- _ANFORDERUNGEN_
Dupliziere sämtliche nachstehenden Zeilen zeichengetreu. Die Bilder sind in der Ausgabe wegzulassen.

- _INHALT DES DATENSATZES_
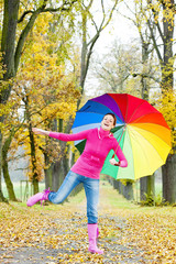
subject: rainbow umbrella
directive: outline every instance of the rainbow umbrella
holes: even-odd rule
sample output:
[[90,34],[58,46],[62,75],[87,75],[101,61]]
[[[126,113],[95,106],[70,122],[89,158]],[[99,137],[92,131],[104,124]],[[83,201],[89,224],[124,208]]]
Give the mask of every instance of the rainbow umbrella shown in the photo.
[[[112,130],[127,160],[128,167],[112,166],[108,154],[101,174],[113,178],[139,179],[152,175],[165,164],[170,151],[170,130],[158,112],[147,101],[128,94],[105,94],[92,98],[76,113],[73,132],[99,128],[102,117],[112,112],[117,117],[117,125]],[[76,141],[81,153],[86,141]],[[114,157],[118,161],[118,157]]]

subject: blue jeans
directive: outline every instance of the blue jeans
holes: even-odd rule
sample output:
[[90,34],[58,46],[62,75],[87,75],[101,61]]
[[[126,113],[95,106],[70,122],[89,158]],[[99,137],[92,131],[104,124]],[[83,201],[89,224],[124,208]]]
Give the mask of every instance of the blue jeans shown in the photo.
[[69,170],[62,186],[56,193],[50,193],[48,200],[53,204],[63,202],[70,191],[80,183],[84,184],[87,198],[87,218],[88,223],[97,223],[98,221],[98,200],[99,200],[99,179],[88,178],[82,175]]

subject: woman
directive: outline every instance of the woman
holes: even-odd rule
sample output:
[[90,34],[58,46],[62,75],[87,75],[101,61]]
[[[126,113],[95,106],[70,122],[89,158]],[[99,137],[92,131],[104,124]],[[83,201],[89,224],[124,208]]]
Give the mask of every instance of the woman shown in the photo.
[[28,206],[31,207],[37,201],[50,200],[53,204],[61,204],[66,199],[70,191],[80,183],[84,184],[87,197],[87,218],[88,218],[88,237],[89,252],[102,254],[103,251],[97,248],[98,231],[98,199],[99,199],[99,177],[105,160],[110,150],[113,150],[119,158],[110,160],[111,165],[127,167],[128,162],[121,151],[118,141],[110,132],[114,128],[117,118],[113,113],[107,113],[100,129],[86,130],[76,134],[64,134],[57,132],[33,129],[36,134],[48,135],[61,141],[77,141],[86,139],[86,146],[75,165],[70,168],[59,189],[54,193],[44,190],[31,197]]

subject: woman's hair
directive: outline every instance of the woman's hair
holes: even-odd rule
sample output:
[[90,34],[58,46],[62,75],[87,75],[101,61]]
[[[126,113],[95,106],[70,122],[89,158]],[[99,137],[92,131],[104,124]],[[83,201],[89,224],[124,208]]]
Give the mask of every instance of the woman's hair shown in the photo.
[[116,124],[117,124],[117,117],[114,116],[114,113],[106,113],[106,114],[103,116],[103,118],[105,118],[106,116],[108,116],[108,114],[110,114],[110,116],[113,118],[113,125],[116,125]]

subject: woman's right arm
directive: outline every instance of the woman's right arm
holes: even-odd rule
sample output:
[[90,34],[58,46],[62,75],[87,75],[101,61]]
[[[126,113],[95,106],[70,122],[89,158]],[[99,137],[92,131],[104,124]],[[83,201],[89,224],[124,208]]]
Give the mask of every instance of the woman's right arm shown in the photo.
[[51,131],[46,131],[46,130],[42,130],[42,129],[36,129],[36,128],[32,128],[32,131],[35,134],[41,134],[41,135],[50,135]]
[[61,141],[78,141],[86,140],[90,130],[85,130],[75,134],[65,134],[58,132],[50,132],[50,136]]

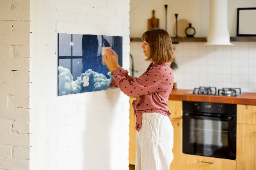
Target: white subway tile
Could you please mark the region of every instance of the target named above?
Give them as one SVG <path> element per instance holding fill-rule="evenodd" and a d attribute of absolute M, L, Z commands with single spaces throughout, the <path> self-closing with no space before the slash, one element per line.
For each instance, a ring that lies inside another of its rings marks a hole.
<path fill-rule="evenodd" d="M 231 58 L 231 65 L 232 65 L 232 67 L 239 66 L 239 58 L 232 57 Z"/>
<path fill-rule="evenodd" d="M 239 58 L 248 58 L 248 50 L 239 50 Z"/>
<path fill-rule="evenodd" d="M 240 82 L 239 86 L 242 93 L 249 91 L 249 86 L 248 82 Z"/>
<path fill-rule="evenodd" d="M 240 66 L 240 75 L 248 75 L 249 68 L 248 66 Z"/>
<path fill-rule="evenodd" d="M 256 66 L 249 66 L 249 75 L 256 75 Z"/>
<path fill-rule="evenodd" d="M 239 60 L 240 67 L 241 66 L 248 66 L 248 58 L 241 58 Z"/>
<path fill-rule="evenodd" d="M 248 59 L 248 66 L 252 67 L 256 67 L 256 57 L 255 58 L 250 58 Z"/>
<path fill-rule="evenodd" d="M 255 92 L 256 91 L 256 84 L 249 84 L 248 91 Z"/>
<path fill-rule="evenodd" d="M 239 42 L 239 50 L 248 50 L 248 42 Z"/>

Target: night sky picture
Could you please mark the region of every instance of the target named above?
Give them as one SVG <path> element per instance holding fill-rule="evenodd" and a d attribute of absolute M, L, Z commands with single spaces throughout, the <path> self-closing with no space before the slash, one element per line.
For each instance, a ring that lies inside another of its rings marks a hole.
<path fill-rule="evenodd" d="M 118 36 L 59 33 L 58 95 L 110 89 L 113 77 L 102 53 L 104 47 L 111 47 L 122 66 L 122 45 Z"/>

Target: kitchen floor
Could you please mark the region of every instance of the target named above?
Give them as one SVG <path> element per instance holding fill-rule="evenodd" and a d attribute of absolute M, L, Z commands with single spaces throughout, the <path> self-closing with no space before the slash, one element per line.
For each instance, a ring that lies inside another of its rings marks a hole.
<path fill-rule="evenodd" d="M 135 166 L 134 165 L 129 165 L 129 167 L 130 168 L 130 170 L 135 170 Z"/>

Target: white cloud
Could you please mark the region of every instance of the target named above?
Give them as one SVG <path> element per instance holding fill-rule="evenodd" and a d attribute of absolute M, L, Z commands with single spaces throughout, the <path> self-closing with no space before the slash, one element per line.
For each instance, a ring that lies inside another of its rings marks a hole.
<path fill-rule="evenodd" d="M 105 90 L 109 89 L 108 86 L 113 80 L 110 72 L 107 73 L 110 79 L 108 79 L 104 75 L 89 69 L 78 77 L 76 81 L 73 81 L 73 77 L 68 68 L 59 66 L 58 69 L 59 95 Z M 83 86 L 84 76 L 89 80 L 89 85 L 86 87 Z"/>

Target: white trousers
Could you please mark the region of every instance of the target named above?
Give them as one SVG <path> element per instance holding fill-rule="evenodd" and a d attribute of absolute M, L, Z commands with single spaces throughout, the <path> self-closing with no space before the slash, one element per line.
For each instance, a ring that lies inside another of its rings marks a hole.
<path fill-rule="evenodd" d="M 173 159 L 173 128 L 168 116 L 157 112 L 143 113 L 136 143 L 136 170 L 170 169 Z"/>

- _ERGEBNIS DER ÜBUNG_
subject: rainbow umbrella
directive: outline every instance of the rainbow umbrella
holes: even-odd rule
sample output:
[[90,34],[58,46],[62,75],[87,75],[101,61]]
[[[126,113],[95,106],[70,122],[89,158]],[[99,137],[92,131],[104,124]],[[83,201],[89,224],[124,208]]]
Give the mask of every instance of the rainbow umbrella shown in the photo.
[[[112,130],[127,160],[128,167],[112,166],[108,154],[101,174],[113,178],[139,179],[152,175],[165,164],[170,151],[170,130],[158,112],[147,101],[128,94],[105,94],[92,98],[76,113],[73,132],[99,128],[102,117],[112,112],[117,117],[117,125]],[[76,141],[81,153],[86,141]],[[114,157],[118,161],[118,157]]]

subject: blue jeans
directive: outline every instance of the blue jeans
holes: even-odd rule
sample output:
[[90,34],[58,46],[62,75],[87,75],[101,61]]
[[[126,113],[95,106],[70,122],[89,158]],[[99,137],[92,131],[104,124]],[[83,201],[89,224],[124,208]]]
Give the mask of every instance of the blue jeans shown in the photo.
[[69,170],[62,186],[56,193],[50,193],[48,200],[53,204],[63,202],[70,191],[80,183],[84,184],[87,198],[87,218],[88,223],[97,223],[98,221],[98,200],[99,200],[99,179],[88,178],[82,175]]

subject: woman
directive: outline every instance of the woman
holes: even-odd rule
sample output:
[[90,34],[58,46],[62,75],[87,75],[101,61]]
[[[126,113],[95,106],[70,122],[89,158]],[[99,137],[92,131],[104,124]],[[83,201],[89,224],[124,208]]]
Give the mask of every instance of the woman shown in the photo.
[[28,206],[31,207],[37,201],[50,200],[53,204],[61,204],[66,199],[70,191],[80,183],[84,184],[87,197],[87,218],[88,218],[88,237],[89,252],[102,254],[103,251],[97,248],[98,231],[98,199],[99,199],[99,177],[105,160],[110,150],[113,150],[119,158],[110,160],[111,165],[127,167],[128,162],[121,151],[118,141],[110,132],[114,128],[117,118],[113,113],[107,113],[100,129],[86,130],[76,134],[64,134],[57,132],[33,129],[36,134],[48,135],[61,141],[77,141],[86,139],[86,146],[75,165],[70,168],[59,189],[54,193],[44,190],[31,197]]

subject: woman's hair
directive: outline every instance of the woman's hair
holes: even-odd rule
sample output:
[[90,34],[58,46],[62,75],[87,75],[101,61]]
[[[126,113],[95,106],[70,122],[89,158]],[[99,137],[92,131],[104,124]],[[83,201],[89,224],[124,208]]]
Give the mask of every instance of the woman's hair shown in the photo.
[[116,124],[117,124],[117,117],[114,116],[114,113],[106,113],[106,114],[103,116],[103,118],[105,118],[106,116],[108,116],[108,114],[110,114],[110,116],[113,118],[113,125],[116,125]]

subject: woman's right arm
directive: outline every instance of the woman's right arm
holes: even-odd rule
sample output:
[[90,34],[58,46],[62,75],[87,75],[101,61]]
[[[126,113],[95,106],[70,122],[89,158]],[[99,137],[92,131],[104,124]],[[83,201],[89,224],[124,208]]]
Give the mask of every instance of the woman's right arm shown in the photo.
[[51,131],[46,131],[46,130],[42,130],[42,129],[36,129],[36,128],[32,128],[32,131],[35,134],[41,134],[41,135],[50,135]]
[[61,141],[78,141],[86,140],[90,130],[85,130],[75,134],[65,134],[58,132],[50,132],[50,136]]

Target: white subway tile
Could you please mark the region of every instance of the target named above?
Give them as one SVG <path> element per instance holding fill-rule="evenodd" and a d attribute of absolute M, L, Z commands with single spaces throughout, the <path> self-closing with no space before the slash, one element per line.
For each instance, a ring that lies inside another of its rings marks a hole.
<path fill-rule="evenodd" d="M 231 58 L 231 65 L 232 65 L 232 67 L 239 66 L 239 58 L 232 57 Z"/>
<path fill-rule="evenodd" d="M 239 58 L 248 58 L 248 50 L 239 50 Z"/>
<path fill-rule="evenodd" d="M 240 82 L 239 86 L 242 93 L 249 91 L 249 86 L 248 82 Z"/>
<path fill-rule="evenodd" d="M 240 66 L 240 75 L 248 75 L 249 68 L 248 66 Z"/>
<path fill-rule="evenodd" d="M 256 66 L 249 66 L 249 75 L 256 75 Z"/>
<path fill-rule="evenodd" d="M 239 60 L 240 67 L 241 66 L 248 66 L 248 58 L 241 58 Z"/>
<path fill-rule="evenodd" d="M 248 59 L 248 66 L 252 67 L 256 67 L 256 57 L 255 58 L 250 58 Z"/>
<path fill-rule="evenodd" d="M 255 92 L 256 91 L 256 84 L 249 84 L 248 91 Z"/>
<path fill-rule="evenodd" d="M 239 42 L 239 50 L 248 50 L 248 42 Z"/>

Target: night sky picture
Could you please mark the region of every instance of the target named above?
Give them as one SVG <path> element per instance holding fill-rule="evenodd" and a d attribute of absolute M, L, Z commands with single spaces throughout, the <path> self-closing with no space before the slash, one element per line.
For each instance, a ring that lies inside another of its rings marks a hole.
<path fill-rule="evenodd" d="M 118 36 L 59 33 L 58 95 L 110 89 L 113 77 L 102 53 L 104 47 L 111 47 L 122 66 L 122 45 Z"/>

Target: kitchen floor
Could you please mark the region of every instance of the target named above?
Give them as one SVG <path> element per instance holding fill-rule="evenodd" and a d attribute of absolute M, L, Z commands with single spaces throughout, the <path> self-closing with no space before the slash, one element per line.
For each instance, a ring that lies inside another of its rings marks a hole.
<path fill-rule="evenodd" d="M 135 166 L 134 165 L 129 165 L 129 167 L 130 168 L 130 170 L 135 170 Z"/>

Target: white cloud
Could you please mark the region of every instance of the target named above?
Give them as one SVG <path> element per instance holding fill-rule="evenodd" and a d attribute of absolute M, L, Z commands with single spaces throughout, the <path> self-closing with no space before the slash, one element per line.
For each instance, a ring that lies inside another of its rings marks a hole.
<path fill-rule="evenodd" d="M 105 90 L 109 89 L 108 86 L 113 80 L 110 72 L 107 73 L 110 79 L 108 79 L 104 75 L 89 69 L 78 77 L 76 81 L 73 81 L 73 77 L 68 68 L 59 66 L 58 69 L 59 95 Z M 83 86 L 84 76 L 89 80 L 89 85 L 86 87 Z"/>

Target: white trousers
Could you please mark the region of every instance of the target named above?
Give them as one SVG <path> element per instance holding fill-rule="evenodd" and a d attribute of absolute M, L, Z commands with single spaces throughout, the <path> self-closing with no space before the slash, one element per line.
For each instance, a ring that lies inside another of its rings marks a hole.
<path fill-rule="evenodd" d="M 173 159 L 173 128 L 168 116 L 157 112 L 143 113 L 136 143 L 136 170 L 170 169 Z"/>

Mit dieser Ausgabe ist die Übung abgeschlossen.